Work task 1
Retype the passage from the article on the ABPI disclosure register word for word. Begin at the words "At the beginning" and stop after "most importantly, patients.".
Work task 2
Write what comes next in the article on the ABPI's planned disclosure register, starting after its last sentence.

Source document
——

The Association of the British Pharmaceutical Industry recently brought together healthcare professionals to discuss its plan for a central register on disclosures

At the beginning of April the ABPI organised a stakeholder roundtable to discuss how to coordinate efforts to develop a robust transparency registry that will meet the expectations and needs of healthcare professionals, industry, the general public and, most importantly, patients.

This followed an agreement by member companies, reached in autumn 2013, (as part of amendments to the ABPI Code of Practice) to disclose payments to individually-named healthcare professionals in certain categories, including consultancy services and sponsorship to attend medical education meetings.  The ABPI Board had previously agreed in 2010 to disclose aggregate payments from 2012.

Individual healthcare professional disclosures will come into effect in 2016, a move that is enshrined in the European Federation of Pharmaceutical Industries and Associations (EFPIA) Disclosure Code, which has been adopted across 33 European countries.

——

Source data
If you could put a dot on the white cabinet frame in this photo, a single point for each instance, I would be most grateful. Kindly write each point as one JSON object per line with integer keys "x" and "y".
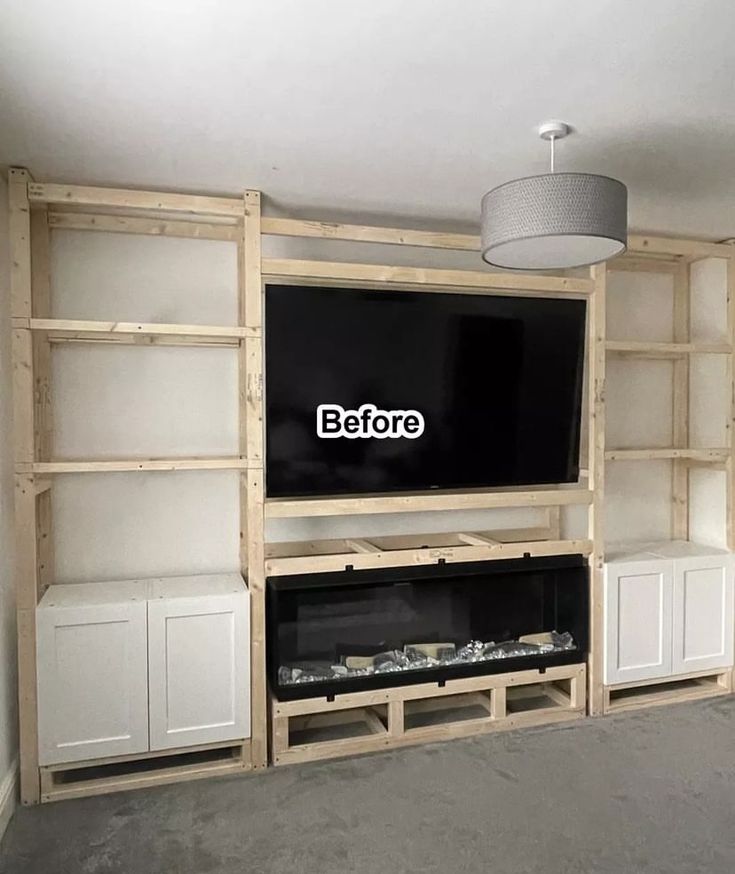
{"x": 703, "y": 614}
{"x": 198, "y": 670}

——

Response area 1
At the beginning of April the ABPI organised a stakeholder roundtable to discuss how to coordinate efforts to develop a robust transparency registry that will meet the expectations and needs of healthcare professionals, industry, the general public and, most importantly, patients.

Response area 2
Now, the most important question is how to make information available. The default position is for disclosures to be published on company websites. However, the ABPI has taken the lead in developing a central registry for disclosures and recognises it needs to work in partnership with healthcare professionals on the implementation of the system.

Vital Relationship

The exchange of information and expertise between the pharmaceutical industry and health care professionals is an essential component of bringing of bringing new medicines into the clinic and improving treatments for patients.

“It’s such a vital relationship,” said Mike Farrer, opening the roundtable discussion organised by the ABPI to consult on the implementation of new financial transparency rules with medical professionals at the British Medical Association’s London headquarters.

However, Farrer said, there have always been underlying tensions and some “macro-level” consternation about the relationship, in particular because healthcare in the UK is largely publicly-funded, whereas the pharmaceutical industry is profit-driven.

For Farrer, an independent consultant, who formerly was a senior National Health Service (NHS) executive, the issue is one of perception. Both industry and healthcare participants bring a common set of values and objectives, with a number of examples of new classes of drugs, amongst others, anti-psychotics that have transformed people’s lives, as exemplars of this.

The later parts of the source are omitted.